■ **Instrucciones**:
A) Muestra todas las filas que contengan la palabra "white", distinguiendo entre mayúsculas y minúsculas.
B) Prosigue el fragmento sobre la inversión en inteligencia artificial y la economía de Estados Unidos a partir de su última oración.

■ **Fragmento seleccionado**:
La economía estadounidense se encuentra en una situación paradójica: su vigorosidad depende, en gran medida, de las inmensas inversiones en inteligencia artificial (IA) que, según diversos análisis macroeconómicos, plantean serios interrogantes sobre su capacidad real de generar retornos sostenibles a medio plazo. Este fenómeno, que crece a un ritmo exponencial, genera tanto entusiasmo como inquietud entre los expertos.

El Banco de América (BoA) ha cuantificado recientemente que, durante el segundo trimestre del año, las inversiones en IA, "especialmente en software y equipos informáticos", contribuyeron hasta 1,3 puntos porcentuales al crecimiento del Producto Interior Bruto de los Estados Unidos. Esta cifra representa aproximadamente la mitad de la creación de riqueza del país durante este período, una proporción que ilustra la importancia capital que ha adquirido esta tecnología.

La relevancia de la IA en el escenario económico actual es tal que ha logrado contrarrestar el efecto negativo de los altos tipos de interés implementados por la Reserva Federal para combatir la inflación. James Egelhof, economista jefe de BNP Paribas en Estados Unidos, lo ha explicado con contundencia: "La IA ha evitado que la economía entre en recesión". Esta opinión es compartida por analistas de otras instituciones financieras como Deutsche Bank, que coinciden en atribuir a la inversión tecnológica el papel de estabilizador en un contexto económico altamente volátil.

Los números lo confirman: después de una pequeña caída en el primer trimestre de 2025, el PIB estadounidense se recuperó con fuerza durante el segundo trimestre, alcanzando un crecimiento del 3,8%. Según el citado informe del BoA, "una de las principales razones de la resiliencia del crecimiento hasta ahora es la inversión que es dirigida a categorías tecnológicas y relacionadas con la IA".

La concentración del capital

El análisis de Goldman Sachs revela un fenómeno aún más significativo: los gigantes tecnológicos Microsoft, Meta, Alphabet y Amazon representan actualmente más del 25% de toda la inversión de capital realizada por las empresas que conforman el S&P 500, el índice bursátil más importante de los Estados Unidos. Esta concentración de recursos en un número reducido de empresas no tiene precedentes en la historia económica reciente. Más impresionante aún es el ritmo de inversión: las inversiones de estas compañías están creciendo a una tasa anual del 75%, una velocidad que recuerda a los períodos de mayor efervescencia tecnológica.

■ **Filas de datos**:
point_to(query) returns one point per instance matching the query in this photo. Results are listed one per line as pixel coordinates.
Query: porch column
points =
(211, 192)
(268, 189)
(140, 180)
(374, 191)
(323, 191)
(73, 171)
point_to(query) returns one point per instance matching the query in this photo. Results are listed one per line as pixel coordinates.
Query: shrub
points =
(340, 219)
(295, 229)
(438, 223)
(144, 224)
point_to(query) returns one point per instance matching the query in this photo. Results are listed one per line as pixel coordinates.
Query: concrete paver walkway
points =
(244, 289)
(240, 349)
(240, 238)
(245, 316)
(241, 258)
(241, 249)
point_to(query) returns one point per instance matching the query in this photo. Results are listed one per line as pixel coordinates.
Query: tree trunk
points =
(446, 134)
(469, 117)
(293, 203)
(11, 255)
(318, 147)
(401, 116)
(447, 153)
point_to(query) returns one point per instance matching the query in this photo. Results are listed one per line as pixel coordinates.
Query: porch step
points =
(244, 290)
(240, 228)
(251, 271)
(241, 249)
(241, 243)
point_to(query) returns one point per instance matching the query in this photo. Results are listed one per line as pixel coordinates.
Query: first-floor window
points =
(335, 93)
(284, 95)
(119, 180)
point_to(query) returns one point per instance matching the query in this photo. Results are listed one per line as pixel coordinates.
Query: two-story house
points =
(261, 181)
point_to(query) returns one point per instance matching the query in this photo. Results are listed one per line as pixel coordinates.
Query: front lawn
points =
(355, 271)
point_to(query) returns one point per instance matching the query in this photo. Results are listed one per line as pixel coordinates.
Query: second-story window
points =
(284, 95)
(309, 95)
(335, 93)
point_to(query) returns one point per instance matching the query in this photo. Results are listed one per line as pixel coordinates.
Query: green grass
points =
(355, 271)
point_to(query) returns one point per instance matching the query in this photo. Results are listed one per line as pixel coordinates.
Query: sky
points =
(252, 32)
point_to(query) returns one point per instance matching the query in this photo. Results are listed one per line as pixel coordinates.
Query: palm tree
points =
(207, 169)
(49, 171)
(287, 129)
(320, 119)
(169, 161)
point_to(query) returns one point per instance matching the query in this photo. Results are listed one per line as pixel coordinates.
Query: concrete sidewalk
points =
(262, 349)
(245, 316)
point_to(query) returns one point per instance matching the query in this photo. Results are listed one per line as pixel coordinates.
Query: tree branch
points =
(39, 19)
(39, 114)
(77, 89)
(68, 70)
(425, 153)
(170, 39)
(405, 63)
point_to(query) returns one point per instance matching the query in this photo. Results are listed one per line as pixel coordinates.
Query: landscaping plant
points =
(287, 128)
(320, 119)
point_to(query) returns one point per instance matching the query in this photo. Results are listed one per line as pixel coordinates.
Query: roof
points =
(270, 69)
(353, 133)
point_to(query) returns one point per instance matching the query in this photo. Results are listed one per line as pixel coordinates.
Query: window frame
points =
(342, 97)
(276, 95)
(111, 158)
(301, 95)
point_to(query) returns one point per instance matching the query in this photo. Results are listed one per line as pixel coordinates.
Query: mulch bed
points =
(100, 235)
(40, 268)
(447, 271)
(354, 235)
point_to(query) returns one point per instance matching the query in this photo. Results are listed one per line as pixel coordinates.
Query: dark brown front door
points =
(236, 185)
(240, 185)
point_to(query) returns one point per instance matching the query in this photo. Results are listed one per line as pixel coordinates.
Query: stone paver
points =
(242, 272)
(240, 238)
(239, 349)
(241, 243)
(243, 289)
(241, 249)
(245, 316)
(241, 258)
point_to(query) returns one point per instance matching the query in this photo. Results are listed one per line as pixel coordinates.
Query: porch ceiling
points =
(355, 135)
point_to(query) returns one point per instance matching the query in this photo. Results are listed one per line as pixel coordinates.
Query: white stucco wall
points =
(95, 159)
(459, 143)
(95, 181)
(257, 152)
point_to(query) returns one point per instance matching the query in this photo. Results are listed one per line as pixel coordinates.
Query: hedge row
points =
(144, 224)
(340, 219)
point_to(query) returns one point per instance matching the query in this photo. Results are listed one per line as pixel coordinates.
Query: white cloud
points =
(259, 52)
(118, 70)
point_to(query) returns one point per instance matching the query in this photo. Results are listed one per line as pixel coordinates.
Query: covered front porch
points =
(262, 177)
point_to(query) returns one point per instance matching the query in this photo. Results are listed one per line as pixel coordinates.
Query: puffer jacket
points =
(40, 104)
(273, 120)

■ **Respuestas por tarea**:
A)
Query: white stucco wall
Query: white cloud

B)
Sin embargo, esta escena idílica tiene sus sombras. Una investigación del Instituto de Tecnología de Massachusetts (MIT) señaló el pasado agosto que, de 300 iniciativas públicas de IA que se estudiaron, el 95% no obtuvieron ningún retorno por sus inversiones. Esta cifra pone de relieve las dificultades para traducir las inversiones en beneficios tangibles.

Es precisamente este tipo de informes lo que lleva a algunos analistas a establecer paralelismos entre la situación actual y la burbuja tecnológica del año 2000, que borró más de 5 billones de dólares de los mercados bursátiles. La pregunta que planea es si nos encontramos ante un escenario similar, donde el entusiasmo desmesurado supera la realidad económica.

El Banco de América también indicó que la tendencia inversora se aceleró durante el tercer trimestre, y que solo durante el mes de septiembre, el gasto en tecnología por parte de las pequeñas empresas aumentó un 6,9% interanual, especialmente en los sectores de manufactura y construcción. Este dato sugiere que el fenómeno se está extendiendo más allá de los gigantes tecnológicos, llegando a tejido empresarial más modesto.

Uno de los efectos colaterales más significativos de este aumento de las inversiones es la presión alcista sobre los precios de la energía, causada por el auge de los centros de datos, pieza básica para la IA. Según el Pew Research, estos centros consumen alrededor del 4% de toda la electricidad del país, una cifra que crece a ritmo acelerado. Algunos megacentros en Virginia utilizan el equivalente al consumo eléctrico de una ciudad entera, poniendo de relieve los retos de sostenibilidad energética que plantea esta revolución tecnológica.

Impacto en la ocupación

En medio de este debate, hay un dato positivo: contrariamente a los temores iniciales, la IA no está destruyendo puestos de trabajo, según los datos oficiales estadounidenses. De hecho, el BoA afirmó que en sectores como el financiero o el tecnológico está contribuyendo al crecimiento del empleo. Este fenómeno sugiere que, de momento, la tecnología está actuando como complemento de las capacidades humanas más que como sustituto.

La cuestión central para analistas como George Saravelos, de Deutsche Bank, es qué ocurrirá con la economía estadounidense una vez que estas gigantescas inversiones en IA comiencen a moderarse. En una nota a los inversores, Saravelos escribió: "Las malas noticias son que, para que el ciclo tecnológico siga contribuyendo al crecimiento del PIB, las inversiones de capital necesitan seguir siendo exponenciales, algo altamente improbable".

Esta advertencia apunta al corazón del dilema: el crecimiento económico actual depende de un nivel de inversión que es insostenible a largo plazo. Cuando el ritmo de inversión se normalice, como es inevitable, la economía estadounidense se enfrentará al reto de encontrar nuevos motores de crecimiento o, alternativamente, podría experimentar una desaceleración significativa.

El escenario que se dibuja es complejo y lleno de contradicciones. Por un lado, la IA se ha demostrado como un potente estímulo económico que ha evitado una recesión; por otro, su capacidad para generar retornos está en cuestión y su dependencia de inversiones crecientes plantea serios interrogantes sobre su sostenibilidad.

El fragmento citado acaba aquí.